TASK TO COMPLETE:
Tally the lines of the data that include the word "roof" and state the total, nothing else.

═══ EXERCISE DATA

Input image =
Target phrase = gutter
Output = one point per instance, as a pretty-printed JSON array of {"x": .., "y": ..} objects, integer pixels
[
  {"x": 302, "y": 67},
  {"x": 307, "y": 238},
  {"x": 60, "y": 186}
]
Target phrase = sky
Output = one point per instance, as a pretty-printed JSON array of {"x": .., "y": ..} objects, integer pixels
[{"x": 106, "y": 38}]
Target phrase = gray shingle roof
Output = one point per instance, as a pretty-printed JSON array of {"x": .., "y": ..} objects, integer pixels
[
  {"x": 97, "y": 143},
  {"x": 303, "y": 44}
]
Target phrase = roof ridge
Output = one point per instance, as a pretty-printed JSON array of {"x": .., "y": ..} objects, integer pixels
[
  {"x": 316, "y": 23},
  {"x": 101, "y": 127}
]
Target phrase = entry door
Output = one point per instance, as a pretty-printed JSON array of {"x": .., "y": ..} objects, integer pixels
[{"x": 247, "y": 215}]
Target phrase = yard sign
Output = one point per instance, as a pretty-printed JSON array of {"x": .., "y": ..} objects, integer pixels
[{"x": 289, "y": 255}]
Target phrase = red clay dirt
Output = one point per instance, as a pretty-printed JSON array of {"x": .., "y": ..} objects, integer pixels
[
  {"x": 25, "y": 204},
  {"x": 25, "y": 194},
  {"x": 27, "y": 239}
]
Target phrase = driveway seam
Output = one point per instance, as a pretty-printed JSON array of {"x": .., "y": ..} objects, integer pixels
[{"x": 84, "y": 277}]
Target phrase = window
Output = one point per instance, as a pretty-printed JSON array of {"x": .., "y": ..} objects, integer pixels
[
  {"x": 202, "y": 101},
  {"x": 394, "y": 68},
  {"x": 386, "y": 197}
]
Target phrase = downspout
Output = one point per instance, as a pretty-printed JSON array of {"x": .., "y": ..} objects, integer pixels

══════

RESULT OF THE EXERCISE:
2